> INSTRUCTIONS TO FOLLOW
Reproduce every one of the records below verbatim, keeping each line as it appears.

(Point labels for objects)
((

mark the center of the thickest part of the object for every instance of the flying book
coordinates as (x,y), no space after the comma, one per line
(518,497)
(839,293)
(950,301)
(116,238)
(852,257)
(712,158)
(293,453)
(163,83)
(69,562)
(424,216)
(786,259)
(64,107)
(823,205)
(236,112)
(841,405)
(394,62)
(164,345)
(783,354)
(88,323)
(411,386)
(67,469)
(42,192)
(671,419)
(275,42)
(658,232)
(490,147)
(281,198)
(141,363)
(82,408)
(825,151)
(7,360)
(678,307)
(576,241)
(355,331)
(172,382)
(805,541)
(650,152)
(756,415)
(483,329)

))

> RESULT FOR THIS EXERCISE
mark the center of the thickest part of the object for every instance of the flying book
coordinates as (x,y), no space after the comma, one per line
(518,497)
(839,293)
(950,301)
(116,238)
(852,257)
(712,158)
(293,453)
(163,83)
(69,562)
(424,216)
(786,259)
(64,107)
(823,205)
(236,112)
(841,405)
(394,62)
(164,345)
(783,354)
(88,323)
(411,386)
(67,469)
(42,192)
(671,419)
(275,42)
(658,232)
(490,147)
(281,198)
(141,363)
(82,408)
(825,151)
(7,360)
(678,307)
(576,241)
(355,331)
(172,382)
(805,541)
(650,152)
(756,415)
(483,329)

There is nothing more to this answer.